*What is expected*
With pictures left out, set down every record word for word.

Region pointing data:
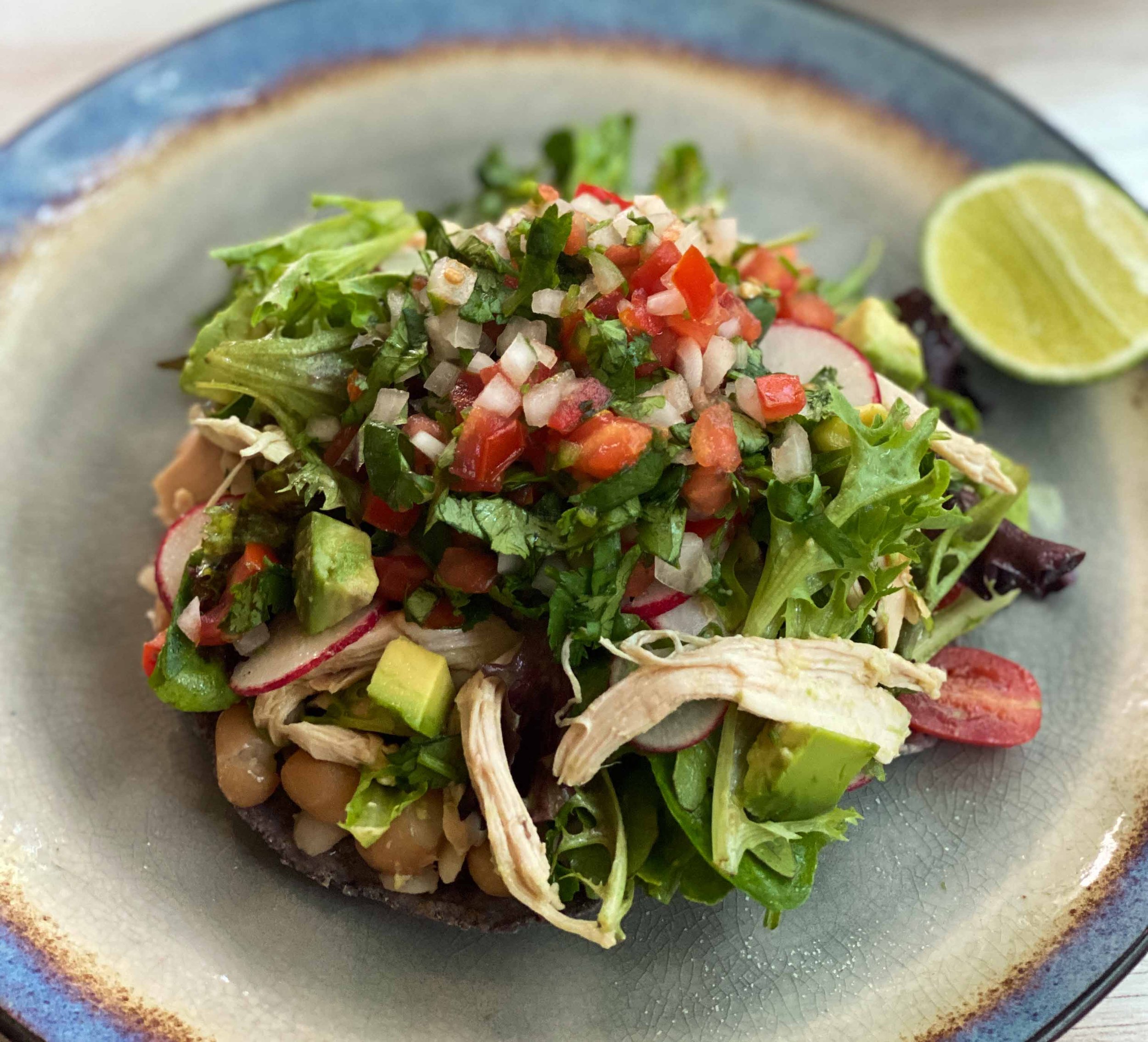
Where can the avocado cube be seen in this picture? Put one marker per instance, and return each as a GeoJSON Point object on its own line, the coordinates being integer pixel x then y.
{"type": "Point", "coordinates": [889, 344]}
{"type": "Point", "coordinates": [415, 684]}
{"type": "Point", "coordinates": [797, 772]}
{"type": "Point", "coordinates": [334, 574]}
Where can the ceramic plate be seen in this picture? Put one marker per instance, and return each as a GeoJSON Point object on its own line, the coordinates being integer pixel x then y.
{"type": "Point", "coordinates": [988, 896]}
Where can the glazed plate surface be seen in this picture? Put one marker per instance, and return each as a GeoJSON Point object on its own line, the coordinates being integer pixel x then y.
{"type": "Point", "coordinates": [985, 892]}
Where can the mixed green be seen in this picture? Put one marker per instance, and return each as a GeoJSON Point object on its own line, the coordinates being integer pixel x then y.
{"type": "Point", "coordinates": [529, 431]}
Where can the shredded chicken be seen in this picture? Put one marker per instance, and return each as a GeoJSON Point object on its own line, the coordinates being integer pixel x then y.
{"type": "Point", "coordinates": [191, 478]}
{"type": "Point", "coordinates": [519, 855]}
{"type": "Point", "coordinates": [832, 684]}
{"type": "Point", "coordinates": [973, 459]}
{"type": "Point", "coordinates": [233, 435]}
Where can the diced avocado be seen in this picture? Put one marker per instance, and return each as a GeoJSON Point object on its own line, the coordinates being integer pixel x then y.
{"type": "Point", "coordinates": [887, 342]}
{"type": "Point", "coordinates": [334, 574]}
{"type": "Point", "coordinates": [797, 772]}
{"type": "Point", "coordinates": [415, 684]}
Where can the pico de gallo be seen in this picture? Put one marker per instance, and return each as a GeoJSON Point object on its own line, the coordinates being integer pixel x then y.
{"type": "Point", "coordinates": [578, 541]}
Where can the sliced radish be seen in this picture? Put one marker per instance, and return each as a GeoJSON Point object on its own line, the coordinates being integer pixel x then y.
{"type": "Point", "coordinates": [804, 351]}
{"type": "Point", "coordinates": [687, 726]}
{"type": "Point", "coordinates": [656, 601]}
{"type": "Point", "coordinates": [292, 653]}
{"type": "Point", "coordinates": [180, 541]}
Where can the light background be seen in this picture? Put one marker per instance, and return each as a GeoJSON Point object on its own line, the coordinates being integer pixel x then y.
{"type": "Point", "coordinates": [1084, 66]}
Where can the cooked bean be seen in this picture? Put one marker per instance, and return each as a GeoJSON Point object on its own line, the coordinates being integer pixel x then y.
{"type": "Point", "coordinates": [480, 863]}
{"type": "Point", "coordinates": [411, 843]}
{"type": "Point", "coordinates": [245, 758]}
{"type": "Point", "coordinates": [320, 786]}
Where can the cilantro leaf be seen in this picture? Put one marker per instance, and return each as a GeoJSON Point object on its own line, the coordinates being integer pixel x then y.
{"type": "Point", "coordinates": [389, 458]}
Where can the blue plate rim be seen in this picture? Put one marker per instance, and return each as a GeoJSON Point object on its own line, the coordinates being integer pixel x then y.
{"type": "Point", "coordinates": [1007, 1009]}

*Exercise output*
Where can the avocado cube be seen in this picture? Put one marker per instance, and return each as a GeoJSON Point object on its own line, the coordinates being integer pixel x then y.
{"type": "Point", "coordinates": [889, 344]}
{"type": "Point", "coordinates": [415, 684]}
{"type": "Point", "coordinates": [797, 772]}
{"type": "Point", "coordinates": [334, 574]}
Where can the ceramic plate be seen in this picture? Put one marker per instance, and return each as a GeoJSON Point object on its own line, the coordinates being integer pixel x then y.
{"type": "Point", "coordinates": [988, 896]}
Where can the glazed plate surface be seen in this picture? Put one marker per instance, and return each as a GeoJSON Point object on its own line, the coordinates being integer pixel x then y.
{"type": "Point", "coordinates": [985, 892]}
Where can the mixed green be seen in this picture? Put one marker per instance, and return each as a GeoJSON Point object on its own line, the coordinates being integer pixel x then y.
{"type": "Point", "coordinates": [529, 431]}
Where can the shredded chicken be seen in this picture? Put one marker per instance, and return each as a GeoJSON Point object on its own line, the coordinates being integer pixel x then y.
{"type": "Point", "coordinates": [191, 478]}
{"type": "Point", "coordinates": [519, 855]}
{"type": "Point", "coordinates": [832, 684]}
{"type": "Point", "coordinates": [973, 459]}
{"type": "Point", "coordinates": [233, 435]}
Where can the diced avocado be seen in this picture? Put one marker per instance, and return each as a GeoJSON Point object on its own line, the coordinates being integer pixel x then y.
{"type": "Point", "coordinates": [887, 342]}
{"type": "Point", "coordinates": [334, 574]}
{"type": "Point", "coordinates": [797, 772]}
{"type": "Point", "coordinates": [415, 684]}
Where can the pico de gallo be seen in this picture? Put one marker per instance, and return each as a GeoJSON Point object on its own line, the coordinates being integer pixel x then y.
{"type": "Point", "coordinates": [578, 541]}
Where can the sliced radish be seen in this picture? Put one marker per instance, and return each as a GeoJSON Point object on its own line, the coordinates being integer pixel x then y.
{"type": "Point", "coordinates": [804, 351]}
{"type": "Point", "coordinates": [687, 726]}
{"type": "Point", "coordinates": [656, 601]}
{"type": "Point", "coordinates": [292, 653]}
{"type": "Point", "coordinates": [180, 541]}
Where can the light background be seen in this picture? Put one marker per instance, and return each as a GeoJSON Point object on its own line, the coordinates being integer pixel x then y.
{"type": "Point", "coordinates": [1084, 66]}
Where can the cooked bean be seen in this picture? Put one marker per instance, and return each as a GeoJSON Point object on its own line, the coordinates being integer pixel x then y.
{"type": "Point", "coordinates": [480, 863]}
{"type": "Point", "coordinates": [411, 843]}
{"type": "Point", "coordinates": [245, 758]}
{"type": "Point", "coordinates": [320, 786]}
Where can the cilantro leaf be seen in this picture? Put one marker per instance, and return each as a GeoJSON Point object on its own line, the coordinates being integer pixel x then y.
{"type": "Point", "coordinates": [389, 458]}
Where can the blue plate rim be seen in this picture? Put one marker per instance, and return each as a GeoJSON Point object on its own line, the coordinates being integer pixel x then y.
{"type": "Point", "coordinates": [1007, 1009]}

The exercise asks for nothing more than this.